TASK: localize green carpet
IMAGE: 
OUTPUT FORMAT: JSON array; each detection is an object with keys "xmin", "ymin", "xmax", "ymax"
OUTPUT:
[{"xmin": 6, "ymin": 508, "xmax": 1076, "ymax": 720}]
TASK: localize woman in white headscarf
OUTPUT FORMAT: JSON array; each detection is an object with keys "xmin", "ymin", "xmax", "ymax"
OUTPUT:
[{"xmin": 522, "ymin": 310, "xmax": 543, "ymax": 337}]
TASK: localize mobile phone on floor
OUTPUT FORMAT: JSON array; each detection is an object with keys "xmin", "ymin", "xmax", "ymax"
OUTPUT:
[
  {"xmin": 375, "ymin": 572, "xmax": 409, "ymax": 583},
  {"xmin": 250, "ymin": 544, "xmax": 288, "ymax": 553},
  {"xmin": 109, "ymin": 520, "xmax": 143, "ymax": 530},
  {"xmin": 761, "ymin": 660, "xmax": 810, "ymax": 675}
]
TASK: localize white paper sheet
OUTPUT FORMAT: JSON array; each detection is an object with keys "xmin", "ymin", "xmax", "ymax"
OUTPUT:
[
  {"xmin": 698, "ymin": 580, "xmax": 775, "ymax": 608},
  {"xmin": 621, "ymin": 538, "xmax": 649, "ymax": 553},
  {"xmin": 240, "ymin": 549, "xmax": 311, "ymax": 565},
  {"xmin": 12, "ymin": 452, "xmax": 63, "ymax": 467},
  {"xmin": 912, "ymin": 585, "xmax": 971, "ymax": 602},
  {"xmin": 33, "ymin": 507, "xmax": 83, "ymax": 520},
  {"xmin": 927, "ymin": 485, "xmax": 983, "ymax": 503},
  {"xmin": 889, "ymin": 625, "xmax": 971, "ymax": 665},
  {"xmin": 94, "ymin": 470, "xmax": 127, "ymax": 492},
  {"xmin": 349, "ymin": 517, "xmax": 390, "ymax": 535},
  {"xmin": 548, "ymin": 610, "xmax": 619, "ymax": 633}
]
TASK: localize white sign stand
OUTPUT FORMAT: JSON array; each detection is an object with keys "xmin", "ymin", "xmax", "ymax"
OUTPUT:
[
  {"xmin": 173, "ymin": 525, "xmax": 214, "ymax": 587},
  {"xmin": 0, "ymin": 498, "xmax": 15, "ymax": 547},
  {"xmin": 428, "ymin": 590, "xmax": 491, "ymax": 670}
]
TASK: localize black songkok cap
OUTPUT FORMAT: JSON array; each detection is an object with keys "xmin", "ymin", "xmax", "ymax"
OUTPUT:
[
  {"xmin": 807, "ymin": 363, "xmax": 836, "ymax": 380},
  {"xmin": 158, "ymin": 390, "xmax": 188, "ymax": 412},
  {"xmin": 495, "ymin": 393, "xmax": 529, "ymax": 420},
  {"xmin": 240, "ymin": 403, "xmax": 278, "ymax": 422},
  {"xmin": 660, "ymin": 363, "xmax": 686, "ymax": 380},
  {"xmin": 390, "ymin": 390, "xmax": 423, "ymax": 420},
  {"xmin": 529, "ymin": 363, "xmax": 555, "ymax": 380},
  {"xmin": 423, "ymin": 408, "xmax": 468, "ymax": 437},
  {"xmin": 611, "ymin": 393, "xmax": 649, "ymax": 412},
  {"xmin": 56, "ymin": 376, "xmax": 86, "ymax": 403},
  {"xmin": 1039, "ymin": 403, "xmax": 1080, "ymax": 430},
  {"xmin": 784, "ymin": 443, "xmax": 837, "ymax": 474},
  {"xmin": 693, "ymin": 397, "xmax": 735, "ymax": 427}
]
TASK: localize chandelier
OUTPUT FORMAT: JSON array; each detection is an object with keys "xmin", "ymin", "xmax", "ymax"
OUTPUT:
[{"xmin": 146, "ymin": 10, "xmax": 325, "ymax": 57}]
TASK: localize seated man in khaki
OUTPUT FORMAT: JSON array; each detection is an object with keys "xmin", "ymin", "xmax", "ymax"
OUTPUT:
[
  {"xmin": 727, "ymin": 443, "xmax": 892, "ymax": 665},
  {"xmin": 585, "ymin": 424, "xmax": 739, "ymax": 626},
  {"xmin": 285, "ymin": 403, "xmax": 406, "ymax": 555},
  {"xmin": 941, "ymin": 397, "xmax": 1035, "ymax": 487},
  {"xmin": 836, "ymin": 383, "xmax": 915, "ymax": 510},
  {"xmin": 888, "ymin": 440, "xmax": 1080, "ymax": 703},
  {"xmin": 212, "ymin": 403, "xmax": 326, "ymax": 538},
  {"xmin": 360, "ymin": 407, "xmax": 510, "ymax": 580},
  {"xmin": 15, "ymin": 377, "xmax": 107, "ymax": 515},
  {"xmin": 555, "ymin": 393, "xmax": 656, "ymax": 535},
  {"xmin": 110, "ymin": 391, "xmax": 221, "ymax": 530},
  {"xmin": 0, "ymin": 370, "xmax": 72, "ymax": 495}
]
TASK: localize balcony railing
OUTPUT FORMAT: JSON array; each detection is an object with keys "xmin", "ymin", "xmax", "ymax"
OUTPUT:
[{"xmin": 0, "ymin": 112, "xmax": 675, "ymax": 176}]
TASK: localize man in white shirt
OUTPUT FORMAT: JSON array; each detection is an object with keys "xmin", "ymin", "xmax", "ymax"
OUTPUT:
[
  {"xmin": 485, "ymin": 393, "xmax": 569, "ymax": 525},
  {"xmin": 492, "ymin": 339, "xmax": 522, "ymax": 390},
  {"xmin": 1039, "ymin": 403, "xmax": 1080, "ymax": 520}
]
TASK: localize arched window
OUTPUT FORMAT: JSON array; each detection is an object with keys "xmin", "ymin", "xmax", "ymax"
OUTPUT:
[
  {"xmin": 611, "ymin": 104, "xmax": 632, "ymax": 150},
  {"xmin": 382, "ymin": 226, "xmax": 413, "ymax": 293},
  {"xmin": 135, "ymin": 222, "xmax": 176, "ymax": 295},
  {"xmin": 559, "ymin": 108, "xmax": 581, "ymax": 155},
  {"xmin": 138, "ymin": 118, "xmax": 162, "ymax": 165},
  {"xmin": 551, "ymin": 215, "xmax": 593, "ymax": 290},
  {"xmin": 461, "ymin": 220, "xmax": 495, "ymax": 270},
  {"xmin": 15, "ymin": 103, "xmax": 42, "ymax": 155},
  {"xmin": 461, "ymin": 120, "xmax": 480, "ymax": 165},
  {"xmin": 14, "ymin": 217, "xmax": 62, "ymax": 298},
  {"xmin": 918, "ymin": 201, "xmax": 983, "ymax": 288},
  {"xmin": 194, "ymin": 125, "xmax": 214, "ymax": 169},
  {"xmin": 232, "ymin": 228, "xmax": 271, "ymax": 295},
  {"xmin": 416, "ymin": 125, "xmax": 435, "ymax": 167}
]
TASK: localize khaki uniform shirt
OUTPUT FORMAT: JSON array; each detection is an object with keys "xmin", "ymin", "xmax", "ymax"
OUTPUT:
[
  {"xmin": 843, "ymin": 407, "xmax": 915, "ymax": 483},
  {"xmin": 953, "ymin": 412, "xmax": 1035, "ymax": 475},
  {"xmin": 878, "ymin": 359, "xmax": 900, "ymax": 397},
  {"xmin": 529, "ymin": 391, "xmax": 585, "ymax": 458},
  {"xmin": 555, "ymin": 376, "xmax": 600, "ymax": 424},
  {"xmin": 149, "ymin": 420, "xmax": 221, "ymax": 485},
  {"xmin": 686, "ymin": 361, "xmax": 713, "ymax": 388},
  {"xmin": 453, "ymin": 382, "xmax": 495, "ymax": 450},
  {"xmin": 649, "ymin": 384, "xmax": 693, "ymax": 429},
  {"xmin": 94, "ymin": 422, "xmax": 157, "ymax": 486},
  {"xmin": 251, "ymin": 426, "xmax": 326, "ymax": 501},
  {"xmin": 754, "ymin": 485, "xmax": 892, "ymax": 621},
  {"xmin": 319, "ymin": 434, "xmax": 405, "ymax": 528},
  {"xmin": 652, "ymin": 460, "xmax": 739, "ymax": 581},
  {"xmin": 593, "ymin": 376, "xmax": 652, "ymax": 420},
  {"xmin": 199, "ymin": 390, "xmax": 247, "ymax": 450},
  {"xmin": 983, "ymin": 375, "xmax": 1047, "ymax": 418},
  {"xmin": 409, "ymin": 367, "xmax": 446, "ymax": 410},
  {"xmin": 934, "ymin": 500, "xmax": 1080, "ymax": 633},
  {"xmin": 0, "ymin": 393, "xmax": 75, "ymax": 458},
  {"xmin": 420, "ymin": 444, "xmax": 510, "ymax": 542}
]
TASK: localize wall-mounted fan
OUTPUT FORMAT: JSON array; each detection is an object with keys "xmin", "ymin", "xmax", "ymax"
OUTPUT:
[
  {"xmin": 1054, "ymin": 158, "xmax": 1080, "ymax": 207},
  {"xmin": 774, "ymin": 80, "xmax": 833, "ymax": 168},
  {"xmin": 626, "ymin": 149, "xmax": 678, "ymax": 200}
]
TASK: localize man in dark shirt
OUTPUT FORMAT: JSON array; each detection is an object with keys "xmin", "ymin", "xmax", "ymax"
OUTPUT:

» Goal: Put every line from the one containing "TASK: localize wall-mounted fan" through the end of the entries above into a JSON list of strings, one string per line, leaving out blank lines.

» Written response:
[
  "TASK: localize wall-mounted fan",
  "OUTPUT FORMAT: JSON array; each detection is an object with keys \"xmin\", \"ymin\", \"xmax\", \"ymax\"",
  "OUTPUT:",
  "[",
  "  {\"xmin\": 1054, \"ymin\": 158, \"xmax\": 1080, \"ymax\": 207},",
  "  {\"xmin\": 774, \"ymin\": 80, \"xmax\": 833, \"ymax\": 168},",
  "  {\"xmin\": 626, \"ymin\": 149, \"xmax\": 678, \"ymax\": 200}",
  "]",
  "TASK: localize man in dark shirt",
  "OUTPUT FORMAT: JSON array; each detection is an object with keys \"xmin\", \"ymin\", \"xmax\", \"ymax\"",
  "OUTPUT:"
]